:: RECORDED INFORMATION ::
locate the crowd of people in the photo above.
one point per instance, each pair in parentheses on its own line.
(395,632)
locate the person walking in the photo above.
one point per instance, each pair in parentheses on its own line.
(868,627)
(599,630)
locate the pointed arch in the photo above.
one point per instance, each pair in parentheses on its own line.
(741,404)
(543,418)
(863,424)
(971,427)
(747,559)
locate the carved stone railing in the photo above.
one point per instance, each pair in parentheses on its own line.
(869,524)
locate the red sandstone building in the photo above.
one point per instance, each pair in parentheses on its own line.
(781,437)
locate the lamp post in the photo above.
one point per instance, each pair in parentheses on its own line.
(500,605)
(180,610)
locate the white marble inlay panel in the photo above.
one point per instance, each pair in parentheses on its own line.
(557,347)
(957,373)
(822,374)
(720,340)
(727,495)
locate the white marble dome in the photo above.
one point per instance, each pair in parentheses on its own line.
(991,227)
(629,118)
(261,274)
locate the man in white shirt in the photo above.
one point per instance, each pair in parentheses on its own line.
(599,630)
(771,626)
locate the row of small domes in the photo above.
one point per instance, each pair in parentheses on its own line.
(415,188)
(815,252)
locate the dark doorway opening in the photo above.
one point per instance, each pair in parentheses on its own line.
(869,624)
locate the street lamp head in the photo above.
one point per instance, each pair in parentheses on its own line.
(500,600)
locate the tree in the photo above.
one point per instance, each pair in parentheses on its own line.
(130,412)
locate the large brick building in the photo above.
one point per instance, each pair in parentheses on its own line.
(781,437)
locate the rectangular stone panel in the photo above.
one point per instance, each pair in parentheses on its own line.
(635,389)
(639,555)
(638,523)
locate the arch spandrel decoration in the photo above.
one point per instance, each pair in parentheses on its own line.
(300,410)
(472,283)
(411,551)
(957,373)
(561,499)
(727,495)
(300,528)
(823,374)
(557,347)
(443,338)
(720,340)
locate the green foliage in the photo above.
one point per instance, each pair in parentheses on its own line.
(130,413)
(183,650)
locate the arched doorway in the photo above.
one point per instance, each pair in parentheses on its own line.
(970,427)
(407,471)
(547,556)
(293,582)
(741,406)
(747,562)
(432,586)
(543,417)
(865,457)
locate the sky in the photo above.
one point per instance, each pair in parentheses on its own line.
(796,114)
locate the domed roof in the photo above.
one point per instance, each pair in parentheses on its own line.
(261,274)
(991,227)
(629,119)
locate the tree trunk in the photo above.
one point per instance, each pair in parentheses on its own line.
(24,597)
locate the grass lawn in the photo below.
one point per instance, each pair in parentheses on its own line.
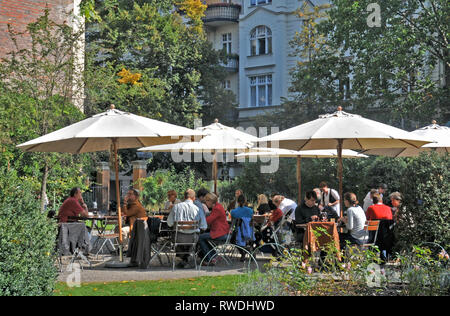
(202,286)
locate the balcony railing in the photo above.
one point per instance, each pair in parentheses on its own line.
(221,13)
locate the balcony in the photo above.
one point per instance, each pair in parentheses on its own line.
(218,14)
(232,64)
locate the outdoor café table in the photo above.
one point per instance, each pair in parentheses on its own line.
(311,243)
(163,243)
(259,219)
(105,220)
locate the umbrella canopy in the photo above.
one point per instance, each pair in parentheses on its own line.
(343,130)
(286,153)
(439,134)
(355,132)
(219,138)
(112,129)
(95,134)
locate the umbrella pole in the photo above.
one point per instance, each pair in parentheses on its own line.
(339,152)
(119,210)
(215,172)
(299,178)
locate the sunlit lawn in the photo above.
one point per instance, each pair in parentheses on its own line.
(202,286)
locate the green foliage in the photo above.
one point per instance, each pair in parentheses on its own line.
(175,63)
(160,182)
(423,182)
(386,73)
(426,205)
(425,271)
(37,85)
(27,240)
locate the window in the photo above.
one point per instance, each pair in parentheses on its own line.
(226,84)
(256,2)
(226,42)
(261,90)
(260,41)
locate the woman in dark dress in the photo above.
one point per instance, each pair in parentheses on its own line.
(263,205)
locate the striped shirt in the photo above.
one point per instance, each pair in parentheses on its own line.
(187,211)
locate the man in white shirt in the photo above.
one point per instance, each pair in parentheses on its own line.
(368,199)
(187,211)
(330,198)
(285,205)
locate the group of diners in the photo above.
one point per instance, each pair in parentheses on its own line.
(319,204)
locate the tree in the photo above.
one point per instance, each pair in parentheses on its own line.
(388,72)
(38,83)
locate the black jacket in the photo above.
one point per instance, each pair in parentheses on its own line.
(303,213)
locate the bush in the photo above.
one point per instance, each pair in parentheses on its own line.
(426,205)
(27,240)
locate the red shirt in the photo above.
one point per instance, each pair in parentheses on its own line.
(275,216)
(378,211)
(70,207)
(217,222)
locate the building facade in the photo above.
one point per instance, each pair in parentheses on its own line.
(256,34)
(20,13)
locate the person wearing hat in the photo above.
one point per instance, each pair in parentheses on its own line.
(368,200)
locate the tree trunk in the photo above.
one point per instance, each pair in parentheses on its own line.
(44,185)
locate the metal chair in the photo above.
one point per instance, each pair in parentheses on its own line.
(227,255)
(278,246)
(185,228)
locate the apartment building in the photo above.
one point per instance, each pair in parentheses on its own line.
(256,34)
(19,13)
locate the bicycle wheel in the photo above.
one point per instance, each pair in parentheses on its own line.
(228,257)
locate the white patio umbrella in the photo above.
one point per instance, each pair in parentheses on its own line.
(343,130)
(219,139)
(286,153)
(114,130)
(439,134)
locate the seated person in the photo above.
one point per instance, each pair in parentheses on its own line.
(266,230)
(73,206)
(171,201)
(245,213)
(132,209)
(218,224)
(378,210)
(306,212)
(396,202)
(233,204)
(242,211)
(200,200)
(186,211)
(354,222)
(263,205)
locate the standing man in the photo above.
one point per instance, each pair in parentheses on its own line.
(330,198)
(285,205)
(368,199)
(200,200)
(171,201)
(187,211)
(73,206)
(234,203)
(132,209)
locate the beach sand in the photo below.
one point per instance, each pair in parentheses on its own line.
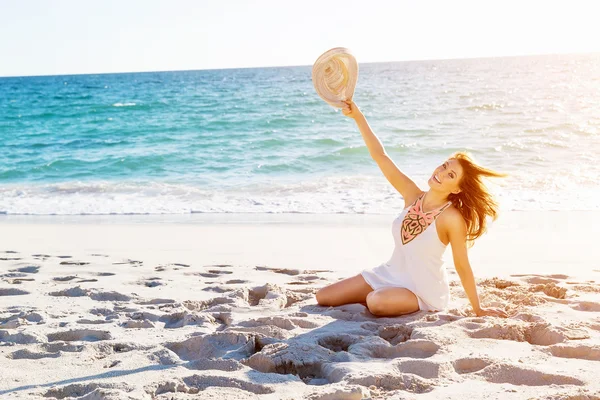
(222,306)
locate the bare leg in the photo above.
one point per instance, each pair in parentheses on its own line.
(392,301)
(346,291)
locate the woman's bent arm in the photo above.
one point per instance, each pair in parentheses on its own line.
(457,232)
(402,183)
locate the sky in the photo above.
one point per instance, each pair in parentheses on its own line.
(59,37)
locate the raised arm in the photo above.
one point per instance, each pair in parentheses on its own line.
(457,233)
(402,183)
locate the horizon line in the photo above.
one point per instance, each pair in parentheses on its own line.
(294,66)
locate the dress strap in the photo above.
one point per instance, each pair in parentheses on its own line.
(436,211)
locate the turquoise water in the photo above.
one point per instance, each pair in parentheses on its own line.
(261,140)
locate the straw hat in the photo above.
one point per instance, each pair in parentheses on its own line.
(334,75)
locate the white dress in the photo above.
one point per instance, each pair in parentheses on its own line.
(416,263)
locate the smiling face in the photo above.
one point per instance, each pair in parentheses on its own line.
(447,176)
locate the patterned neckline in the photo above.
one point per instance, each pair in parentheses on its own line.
(421,200)
(416,220)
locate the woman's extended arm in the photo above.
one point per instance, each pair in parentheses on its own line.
(457,232)
(403,184)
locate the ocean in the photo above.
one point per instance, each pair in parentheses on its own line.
(262,141)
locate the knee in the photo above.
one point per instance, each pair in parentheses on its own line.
(321,296)
(375,304)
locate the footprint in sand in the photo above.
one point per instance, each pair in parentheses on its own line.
(469,365)
(25,354)
(133,263)
(570,350)
(18,281)
(12,292)
(215,345)
(88,335)
(516,375)
(91,391)
(74,263)
(64,278)
(30,269)
(226,386)
(586,306)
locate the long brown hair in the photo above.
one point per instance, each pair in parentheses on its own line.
(474,202)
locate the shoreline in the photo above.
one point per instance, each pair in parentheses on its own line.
(223,307)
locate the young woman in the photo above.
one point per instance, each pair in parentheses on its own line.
(453,211)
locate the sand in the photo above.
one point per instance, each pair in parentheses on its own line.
(201,306)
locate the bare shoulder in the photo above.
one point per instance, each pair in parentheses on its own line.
(451,219)
(412,196)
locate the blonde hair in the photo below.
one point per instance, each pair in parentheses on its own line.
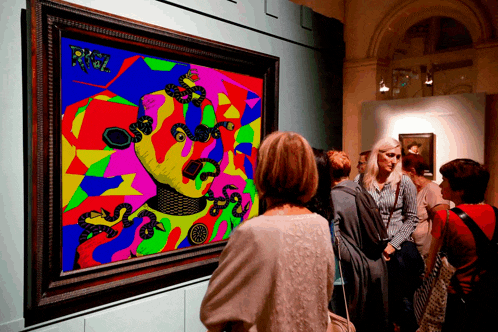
:::
TASK TO COMPLETE —
In the entries above, identify each line that includes the string "panel", then copy it.

RESULT BELOW —
locate the white marble inlay panel in the photo above.
locate the rectangular stone panel in the photo above.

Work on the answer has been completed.